== What you will do ==
Replace every instance of "Label check" with "Tag audit" in the data below and reproduce it with nothing else changed.
▬▬▬▬▬▬▬▬▬▬
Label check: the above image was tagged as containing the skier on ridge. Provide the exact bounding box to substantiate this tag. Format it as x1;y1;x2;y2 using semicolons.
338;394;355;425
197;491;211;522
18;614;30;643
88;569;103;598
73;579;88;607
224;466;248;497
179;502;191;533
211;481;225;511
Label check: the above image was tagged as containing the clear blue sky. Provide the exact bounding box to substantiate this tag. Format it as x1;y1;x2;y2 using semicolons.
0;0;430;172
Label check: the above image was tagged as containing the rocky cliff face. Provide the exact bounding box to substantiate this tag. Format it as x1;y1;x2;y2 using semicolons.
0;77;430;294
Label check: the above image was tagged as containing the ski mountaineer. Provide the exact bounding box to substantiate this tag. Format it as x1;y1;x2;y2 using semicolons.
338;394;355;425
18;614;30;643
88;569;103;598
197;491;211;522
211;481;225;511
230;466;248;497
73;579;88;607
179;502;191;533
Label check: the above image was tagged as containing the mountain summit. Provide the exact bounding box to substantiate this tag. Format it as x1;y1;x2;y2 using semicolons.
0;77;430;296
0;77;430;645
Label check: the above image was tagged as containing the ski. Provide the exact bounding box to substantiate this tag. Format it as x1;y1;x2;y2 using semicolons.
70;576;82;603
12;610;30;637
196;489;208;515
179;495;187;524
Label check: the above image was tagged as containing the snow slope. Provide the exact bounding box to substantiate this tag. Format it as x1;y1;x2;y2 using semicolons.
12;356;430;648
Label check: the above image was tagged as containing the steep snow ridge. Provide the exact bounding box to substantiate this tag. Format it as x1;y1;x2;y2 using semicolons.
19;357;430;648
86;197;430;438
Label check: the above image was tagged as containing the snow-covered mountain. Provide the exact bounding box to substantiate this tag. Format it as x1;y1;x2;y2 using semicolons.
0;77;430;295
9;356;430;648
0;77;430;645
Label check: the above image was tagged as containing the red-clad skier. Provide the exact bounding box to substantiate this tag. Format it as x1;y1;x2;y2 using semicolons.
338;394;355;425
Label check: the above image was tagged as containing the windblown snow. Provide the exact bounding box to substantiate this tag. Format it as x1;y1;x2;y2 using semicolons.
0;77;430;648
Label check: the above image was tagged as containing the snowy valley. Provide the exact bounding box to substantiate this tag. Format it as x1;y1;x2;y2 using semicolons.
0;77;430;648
▬▬▬▬▬▬▬▬▬▬
== Completed exercise ==
Tag audit: the above image was tagged as containing the skier on ridge. Provide the exact bounding box to substantiate this tag. Format it as x1;y1;x2;y2 using semicolons.
338;394;355;425
197;491;211;522
18;614;30;643
88;569;103;598
73;579;88;607
224;466;248;497
179;502;191;533
211;481;225;511
Tag audit: the above image was tagged as containing the clear blue sky. Provide the exact bounding box to substantiate this tag. Format it as x1;y1;x2;y2 using semicolons.
0;0;430;172
Tag audit: the above image was tagged as containing the rocky cliff face. Provide the exact bounding box to substantiate this tag. Format it as x1;y1;x2;y2 using semicolons.
0;77;430;294
Tag audit: the above image was tagged as containing the ski mountaineer. Provide the exact bounding box to substantiate this tag. Format it as x1;y1;x2;y2 using semicolons.
338;394;355;425
18;614;30;643
88;569;103;598
197;491;211;522
211;481;225;511
230;466;248;497
73;579;88;607
179;502;191;533
Tag audit: the above image was tagged as containing the mountain summit. Provide the exact bounding box to substantiate this tag. Format it as x1;y1;x2;y2 using semicolons.
0;77;430;296
0;77;430;645
Tag audit: the above image was tagged as containing the ski. Provide the exact bounding box to substantiate this tag. Format it as x1;y1;x2;y2 using semicolons.
70;576;82;603
12;610;30;637
196;489;208;515
179;495;187;524
Tag audit: the above image was tagged as containing the snow slope. Provide the exact bounding box to substantiate this tag. Format it as x1;y1;x2;y2 using semicolons.
12;356;430;648
Tag audit: the above image was tagged as containing the steep snow ridge. Provide the exact bounding box to substantiate this tag. Format it as x1;y1;x2;y2 using semicolons.
19;357;430;648
86;197;430;438
Tag audit: the above image was tagged as containing the snow-covered mountain. Provide the exact bounding box to substantiate this tag. Format it as x1;y1;x2;y2 using semicolons.
0;77;430;295
9;356;430;648
0;77;430;645
Tag audit: the above image was tagged as containing the red-clad skier. Provide the exact bounding box to substantiate this tag. Format it as x1;y1;x2;y2 using semicolons.
338;394;355;425
Tag audit: the above image was tagged as containing the windblown snow. Provide the exact bounding box to substantiate this tag. Format it as x1;y1;x2;y2 using semicolons.
0;77;430;648
Tag audit: the above image was tagged as containing the snowy valley. Provide the exact bounding box to substantiate this tag. Format it as x1;y1;x2;y2 using semicolons.
0;77;430;648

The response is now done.